** start of Given records **

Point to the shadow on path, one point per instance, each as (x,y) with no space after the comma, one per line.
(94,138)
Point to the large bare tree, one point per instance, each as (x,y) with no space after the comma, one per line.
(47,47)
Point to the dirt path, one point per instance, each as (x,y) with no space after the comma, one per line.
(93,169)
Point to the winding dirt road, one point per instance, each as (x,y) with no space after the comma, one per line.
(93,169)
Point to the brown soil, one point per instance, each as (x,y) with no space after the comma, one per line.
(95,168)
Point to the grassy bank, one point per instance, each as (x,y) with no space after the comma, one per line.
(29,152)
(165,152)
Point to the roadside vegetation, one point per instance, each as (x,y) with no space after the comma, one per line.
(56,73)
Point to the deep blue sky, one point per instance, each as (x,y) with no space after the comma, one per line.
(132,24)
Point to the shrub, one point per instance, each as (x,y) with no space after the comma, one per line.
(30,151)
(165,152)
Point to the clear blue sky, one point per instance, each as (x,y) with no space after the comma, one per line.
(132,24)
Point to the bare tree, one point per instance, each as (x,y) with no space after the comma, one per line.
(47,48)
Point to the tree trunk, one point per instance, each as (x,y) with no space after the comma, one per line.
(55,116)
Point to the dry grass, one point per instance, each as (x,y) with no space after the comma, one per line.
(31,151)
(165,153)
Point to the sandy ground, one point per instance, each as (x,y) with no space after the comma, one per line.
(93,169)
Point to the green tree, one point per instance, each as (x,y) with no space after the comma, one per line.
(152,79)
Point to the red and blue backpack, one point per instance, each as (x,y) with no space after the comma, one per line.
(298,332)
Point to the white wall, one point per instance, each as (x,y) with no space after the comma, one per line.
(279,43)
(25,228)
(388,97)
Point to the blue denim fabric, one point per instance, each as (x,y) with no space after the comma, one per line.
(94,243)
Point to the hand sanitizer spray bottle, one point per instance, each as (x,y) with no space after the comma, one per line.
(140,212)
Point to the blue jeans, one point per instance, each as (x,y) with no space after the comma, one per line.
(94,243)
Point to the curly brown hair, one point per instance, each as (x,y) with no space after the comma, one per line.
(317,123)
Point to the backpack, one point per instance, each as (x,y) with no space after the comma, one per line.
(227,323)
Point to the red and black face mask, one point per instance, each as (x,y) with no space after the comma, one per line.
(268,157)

** end of Given records **
** start of Given records **

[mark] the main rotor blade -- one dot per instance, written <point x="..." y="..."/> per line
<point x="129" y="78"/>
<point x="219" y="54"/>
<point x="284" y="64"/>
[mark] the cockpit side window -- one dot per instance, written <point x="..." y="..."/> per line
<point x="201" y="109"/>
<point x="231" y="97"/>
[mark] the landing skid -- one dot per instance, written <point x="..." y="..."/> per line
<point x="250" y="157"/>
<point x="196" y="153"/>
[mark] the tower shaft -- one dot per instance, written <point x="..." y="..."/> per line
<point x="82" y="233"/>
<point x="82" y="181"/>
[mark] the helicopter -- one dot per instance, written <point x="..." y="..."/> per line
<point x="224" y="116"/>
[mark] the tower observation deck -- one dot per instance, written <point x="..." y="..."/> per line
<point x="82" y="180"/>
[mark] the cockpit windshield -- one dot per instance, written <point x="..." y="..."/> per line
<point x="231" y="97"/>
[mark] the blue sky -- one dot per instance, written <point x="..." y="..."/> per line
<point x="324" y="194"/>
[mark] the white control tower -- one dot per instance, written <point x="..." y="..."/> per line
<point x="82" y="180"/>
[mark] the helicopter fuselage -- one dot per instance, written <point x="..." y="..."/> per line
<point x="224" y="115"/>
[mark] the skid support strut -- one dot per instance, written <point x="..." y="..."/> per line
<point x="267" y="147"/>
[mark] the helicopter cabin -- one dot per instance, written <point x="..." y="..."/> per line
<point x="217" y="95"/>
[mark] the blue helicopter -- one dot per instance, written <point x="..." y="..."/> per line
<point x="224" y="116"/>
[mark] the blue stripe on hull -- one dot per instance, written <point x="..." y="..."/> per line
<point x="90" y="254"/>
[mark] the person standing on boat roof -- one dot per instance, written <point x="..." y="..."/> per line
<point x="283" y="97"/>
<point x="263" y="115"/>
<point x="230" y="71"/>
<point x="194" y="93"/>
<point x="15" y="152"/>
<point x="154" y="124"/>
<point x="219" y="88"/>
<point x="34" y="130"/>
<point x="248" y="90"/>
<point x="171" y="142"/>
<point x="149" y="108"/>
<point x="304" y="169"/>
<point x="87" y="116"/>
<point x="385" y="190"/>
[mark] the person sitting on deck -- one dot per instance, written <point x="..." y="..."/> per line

** end of Given records **
** start of Given records **

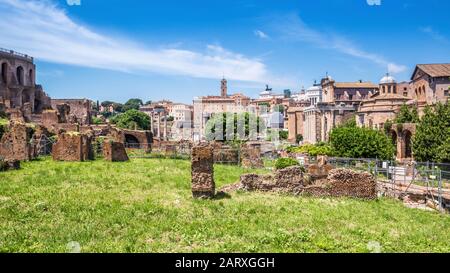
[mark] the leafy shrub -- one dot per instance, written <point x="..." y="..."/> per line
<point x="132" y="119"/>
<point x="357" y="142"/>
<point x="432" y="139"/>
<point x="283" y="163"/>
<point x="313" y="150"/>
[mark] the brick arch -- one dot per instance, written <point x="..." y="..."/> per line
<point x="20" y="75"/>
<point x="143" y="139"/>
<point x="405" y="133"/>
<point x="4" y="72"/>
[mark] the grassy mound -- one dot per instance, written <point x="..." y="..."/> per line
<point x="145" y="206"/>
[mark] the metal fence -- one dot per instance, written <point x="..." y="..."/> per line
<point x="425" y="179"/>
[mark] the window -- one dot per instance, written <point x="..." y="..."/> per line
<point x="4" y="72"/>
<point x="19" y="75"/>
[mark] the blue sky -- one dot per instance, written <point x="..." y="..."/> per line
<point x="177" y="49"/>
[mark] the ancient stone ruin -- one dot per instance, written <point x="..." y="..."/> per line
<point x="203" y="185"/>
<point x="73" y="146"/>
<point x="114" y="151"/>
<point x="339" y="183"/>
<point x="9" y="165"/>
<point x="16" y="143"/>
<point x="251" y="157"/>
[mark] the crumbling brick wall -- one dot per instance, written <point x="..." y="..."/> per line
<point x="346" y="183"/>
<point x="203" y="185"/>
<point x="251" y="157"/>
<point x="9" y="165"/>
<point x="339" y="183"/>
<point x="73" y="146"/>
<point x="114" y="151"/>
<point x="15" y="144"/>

** end of Given records **

▶ **Problem statement**:
Report how many of the lines above contain the string "person", matching case exactly. Give only the number.

▶ **Finished task**:
2